##### ENTRIES SHOWN

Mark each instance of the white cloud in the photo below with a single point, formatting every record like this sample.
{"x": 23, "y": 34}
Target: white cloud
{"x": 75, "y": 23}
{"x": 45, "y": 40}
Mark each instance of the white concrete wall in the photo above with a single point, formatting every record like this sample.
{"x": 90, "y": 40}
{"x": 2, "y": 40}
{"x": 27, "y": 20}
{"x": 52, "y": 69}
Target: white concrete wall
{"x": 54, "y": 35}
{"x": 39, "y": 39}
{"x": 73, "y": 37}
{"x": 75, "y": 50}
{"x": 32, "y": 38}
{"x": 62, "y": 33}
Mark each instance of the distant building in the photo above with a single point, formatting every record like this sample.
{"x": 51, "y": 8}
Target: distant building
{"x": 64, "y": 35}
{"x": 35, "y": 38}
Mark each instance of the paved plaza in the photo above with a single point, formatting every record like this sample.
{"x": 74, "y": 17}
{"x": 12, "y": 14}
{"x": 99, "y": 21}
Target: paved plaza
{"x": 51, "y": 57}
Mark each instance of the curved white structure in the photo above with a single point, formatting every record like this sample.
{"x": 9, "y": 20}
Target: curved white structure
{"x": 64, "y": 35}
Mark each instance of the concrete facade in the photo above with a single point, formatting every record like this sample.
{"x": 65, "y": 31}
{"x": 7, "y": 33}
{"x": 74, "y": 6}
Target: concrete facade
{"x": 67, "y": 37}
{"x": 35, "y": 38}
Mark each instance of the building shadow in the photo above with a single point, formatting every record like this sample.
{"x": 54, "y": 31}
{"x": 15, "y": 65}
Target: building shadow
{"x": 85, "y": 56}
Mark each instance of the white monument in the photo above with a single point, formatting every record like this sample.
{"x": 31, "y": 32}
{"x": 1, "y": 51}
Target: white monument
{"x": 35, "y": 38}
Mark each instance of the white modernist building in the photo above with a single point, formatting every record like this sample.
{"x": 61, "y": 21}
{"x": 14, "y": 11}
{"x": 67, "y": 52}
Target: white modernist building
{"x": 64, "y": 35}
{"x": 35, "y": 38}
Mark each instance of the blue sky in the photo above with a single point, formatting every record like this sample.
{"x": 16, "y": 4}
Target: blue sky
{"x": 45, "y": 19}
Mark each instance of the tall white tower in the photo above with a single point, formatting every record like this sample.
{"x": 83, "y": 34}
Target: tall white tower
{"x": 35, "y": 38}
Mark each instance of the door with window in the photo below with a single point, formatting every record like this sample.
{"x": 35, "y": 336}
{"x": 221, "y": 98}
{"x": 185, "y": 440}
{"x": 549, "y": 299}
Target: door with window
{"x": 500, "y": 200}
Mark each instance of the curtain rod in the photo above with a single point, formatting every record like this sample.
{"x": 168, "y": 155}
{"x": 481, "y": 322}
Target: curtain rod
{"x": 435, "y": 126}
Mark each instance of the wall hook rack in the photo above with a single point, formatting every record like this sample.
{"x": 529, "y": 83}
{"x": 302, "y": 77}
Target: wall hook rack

##########

### WRITTEN TASK
Emit the full listing verbatim.

### FINAL RESULT
Mark each instance of the white cloud in the photo below with a single point, formatting every record like this sample.
{"x": 23, "y": 34}
Target: white cloud
{"x": 75, "y": 23}
{"x": 45, "y": 40}
Mark each instance of the white concrete wall in the photo above with a single point, formatting every record like this sample.
{"x": 90, "y": 40}
{"x": 2, "y": 40}
{"x": 27, "y": 20}
{"x": 52, "y": 69}
Target: white concrete wall
{"x": 54, "y": 35}
{"x": 39, "y": 39}
{"x": 73, "y": 37}
{"x": 75, "y": 50}
{"x": 32, "y": 38}
{"x": 62, "y": 33}
Mark each instance of the distant building in the photo above with a single point, formatting every record like this sample.
{"x": 51, "y": 8}
Target: distant building
{"x": 64, "y": 35}
{"x": 35, "y": 38}
Mark each instance of the paved plaza in the photo above with a single point, formatting every record like this sample.
{"x": 74, "y": 17}
{"x": 12, "y": 14}
{"x": 99, "y": 21}
Target: paved plaza
{"x": 51, "y": 57}
Mark each instance of the curved white structure in the photo above with a single point, formatting every record like this sample.
{"x": 9, "y": 20}
Target: curved white structure
{"x": 64, "y": 35}
Mark each instance of the concrete facade in the photo above with a single point, formatting every record like this sample.
{"x": 65, "y": 31}
{"x": 7, "y": 33}
{"x": 74, "y": 6}
Target: concrete facade
{"x": 67, "y": 37}
{"x": 35, "y": 38}
Mark each instance of the building shadow in the photo above with a single point, formatting every record like this sample.
{"x": 54, "y": 31}
{"x": 15, "y": 65}
Target: building shadow
{"x": 85, "y": 56}
Mark each instance of the white monument in the photo above with a single point, formatting every record like this sample.
{"x": 31, "y": 32}
{"x": 1, "y": 51}
Target: white monument
{"x": 35, "y": 38}
Mark each instance of the white modernist building in the photo above with a single point, formatting every record like this sample.
{"x": 61, "y": 21}
{"x": 14, "y": 11}
{"x": 67, "y": 52}
Target: white modernist building
{"x": 64, "y": 35}
{"x": 35, "y": 38}
Mark each instance of the blue sky in the photo above with a single point, formatting every record like this sample.
{"x": 16, "y": 4}
Target: blue sky
{"x": 45, "y": 19}
Mark each instance of the tall white tower in the photo above with a single point, formatting every record like this sample.
{"x": 83, "y": 34}
Target: tall white tower
{"x": 35, "y": 38}
Mark each instance of the door with window in the photo below with a single point, formatting every record like this sample.
{"x": 35, "y": 336}
{"x": 221, "y": 98}
{"x": 185, "y": 440}
{"x": 549, "y": 299}
Target: door with window
{"x": 500, "y": 200}
Mark each instance of the curtain rod in the photo above with a single point, formatting every record like this sample.
{"x": 168, "y": 155}
{"x": 481, "y": 322}
Target: curtain rod
{"x": 435, "y": 126}
Mark each instance of the wall hook rack in the photo above with a single point, formatting every record like this sample.
{"x": 529, "y": 83}
{"x": 302, "y": 77}
Target: wall hook rack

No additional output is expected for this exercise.